> [WORK REQUIRED] Convert the entries below into a JSON list of strings, one string per line, omitting blank lines. Cover every entry, and leave the pictures out of the result.

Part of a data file

· · ·

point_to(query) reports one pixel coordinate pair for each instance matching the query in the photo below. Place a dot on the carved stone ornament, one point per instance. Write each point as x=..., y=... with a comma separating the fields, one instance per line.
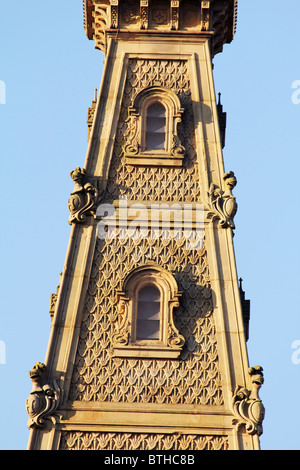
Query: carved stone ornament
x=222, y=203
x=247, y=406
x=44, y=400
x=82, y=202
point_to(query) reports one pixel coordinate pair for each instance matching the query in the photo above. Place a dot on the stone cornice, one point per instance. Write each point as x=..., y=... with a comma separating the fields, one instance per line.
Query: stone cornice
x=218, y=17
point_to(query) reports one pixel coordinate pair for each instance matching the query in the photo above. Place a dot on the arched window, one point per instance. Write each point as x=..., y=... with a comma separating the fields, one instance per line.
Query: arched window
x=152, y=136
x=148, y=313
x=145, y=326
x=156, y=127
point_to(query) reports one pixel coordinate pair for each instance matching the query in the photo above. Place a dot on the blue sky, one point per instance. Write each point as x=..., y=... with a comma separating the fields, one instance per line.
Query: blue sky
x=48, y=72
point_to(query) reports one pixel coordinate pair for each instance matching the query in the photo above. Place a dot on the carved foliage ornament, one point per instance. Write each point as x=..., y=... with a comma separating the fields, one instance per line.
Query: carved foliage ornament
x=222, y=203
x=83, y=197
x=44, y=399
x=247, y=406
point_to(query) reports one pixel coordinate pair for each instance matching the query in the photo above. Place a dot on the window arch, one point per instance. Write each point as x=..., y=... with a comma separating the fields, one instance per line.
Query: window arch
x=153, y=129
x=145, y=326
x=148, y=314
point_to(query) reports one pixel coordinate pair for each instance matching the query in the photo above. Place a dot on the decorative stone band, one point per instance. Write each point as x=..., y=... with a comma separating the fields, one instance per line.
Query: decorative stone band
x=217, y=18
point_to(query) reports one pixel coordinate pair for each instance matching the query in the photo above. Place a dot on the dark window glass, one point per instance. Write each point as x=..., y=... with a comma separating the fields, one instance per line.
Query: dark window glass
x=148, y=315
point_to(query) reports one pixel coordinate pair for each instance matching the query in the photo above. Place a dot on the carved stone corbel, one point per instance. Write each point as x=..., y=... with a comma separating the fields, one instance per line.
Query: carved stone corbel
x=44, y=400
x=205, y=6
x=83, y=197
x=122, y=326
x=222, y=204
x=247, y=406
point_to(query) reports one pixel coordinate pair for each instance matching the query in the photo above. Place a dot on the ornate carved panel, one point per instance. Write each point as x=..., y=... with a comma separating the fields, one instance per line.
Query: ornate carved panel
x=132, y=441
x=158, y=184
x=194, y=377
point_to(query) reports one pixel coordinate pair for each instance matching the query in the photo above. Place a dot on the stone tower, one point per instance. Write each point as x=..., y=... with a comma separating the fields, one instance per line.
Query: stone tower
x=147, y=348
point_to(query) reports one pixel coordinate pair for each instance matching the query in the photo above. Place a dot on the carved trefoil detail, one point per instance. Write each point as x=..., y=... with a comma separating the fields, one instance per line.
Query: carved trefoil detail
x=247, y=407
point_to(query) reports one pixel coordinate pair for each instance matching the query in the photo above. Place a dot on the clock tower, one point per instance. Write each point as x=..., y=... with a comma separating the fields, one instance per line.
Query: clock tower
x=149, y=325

· · ·

> [REPLY]
[
  "point_to(query) reports one pixel coordinate pair for each instance matching the query in the photo below. Place a dot on the carved stone ornament, one point per instance. Write each point as x=..., y=... with a comma separating the fields, one instance per line.",
  "Query: carved stone ornament",
  "x=222, y=203",
  "x=247, y=406",
  "x=44, y=400",
  "x=82, y=202",
  "point_to(query) reports one pixel coordinate pair for each instance matching the query in the photo above. Place a dot on the stone cornice, one point per instance. Write each point as x=..., y=... with a comma separating the fields, one instance per line.",
  "Query: stone cornice",
  "x=218, y=17",
  "point_to(query) reports one pixel coordinate pair for each instance matching the query in the photo above. Place a dot on the arched window, one point per instance. Write each point as x=..., y=... with a comma separating the fields, one instance per line.",
  "Query: arched window",
  "x=152, y=136",
  "x=148, y=313",
  "x=145, y=326",
  "x=156, y=127",
  "point_to(query) reports one pixel coordinate pair for each instance matching the query in the photo above. Place a dot on the blue sky, one point per instance. Write each point as x=..., y=... with a comma separating the fields, one instance per line.",
  "Query: blue sky",
  "x=48, y=72",
  "point_to(query) reports one pixel coordinate pair for each instance matching the query in the photo above. Place a dot on the carved foliage ornament, one point per instance. Write each point as x=..., y=... with a comma separating the fields, one instance per line.",
  "Query: carved foliage ornament",
  "x=222, y=203",
  "x=83, y=197",
  "x=44, y=399",
  "x=247, y=406",
  "point_to(query) reports one pixel coordinate pair for each instance matching the query in the photo above. Place a dot on the window arch, one point per instance. Write each point as x=..., y=... with a comma separating the fields, one instance per line.",
  "Query: window arch",
  "x=153, y=129",
  "x=145, y=326",
  "x=148, y=314",
  "point_to(query) reports one pixel coordinate pair for each instance matching the query in the photo above. Place a dot on the decorative stone band, one point per instance. Write each point as x=..., y=... with a comma separating the fields, one instance per line.",
  "Query: decorative stone band",
  "x=217, y=18",
  "point_to(query) reports one pixel coordinate pair for each instance matching the query in the photo above. Place a dot on the dark window glass, one point per instance. Write each point as x=..., y=... with a comma separating the fields, one instance per line.",
  "Query: dark window glass",
  "x=148, y=315",
  "point_to(query) reports one pixel coordinate pair for each instance matching the query in the photo above. Place a dot on the carved stone corbel, one point per instance. Write each point as x=..., y=... with a comma separating the fields, one instance per line.",
  "Query: carved stone corbel",
  "x=44, y=400",
  "x=205, y=6",
  "x=83, y=197",
  "x=122, y=326",
  "x=222, y=204",
  "x=247, y=406",
  "point_to(query) reports one pixel coordinate pair for each instance matching the query in the photo above. Place a dot on the ornate carved panel, one point per instance. Write each point as x=..., y=... with a comma separating the fields, one instance per line.",
  "Query: ornate carved panel",
  "x=132, y=441",
  "x=158, y=184",
  "x=194, y=377",
  "point_to(query) reports one pixel coordinate pair for each instance matching the query in the photo above. Place a dot on the stone tower, one point per instance. Write each point as x=..., y=... with a comma separating the fields, one instance per line.",
  "Query: stone tower",
  "x=147, y=348",
  "point_to(query) reports one pixel coordinate pair for each instance matching the query in the photo above. Place a dot on the carved trefoil detail, one point per instance. Write each point as x=..., y=... with a comma separating the fields, one instance per line.",
  "Query: carved trefoil detail",
  "x=247, y=407",
  "point_to(query) reports one pixel coordinate pair for each instance matching the query in the photo above. Place a dot on the clock tower, one point per instance. Write each point as x=..., y=... with a comma separating the fields, one instance per line.",
  "Query: clock tower",
  "x=149, y=325"
]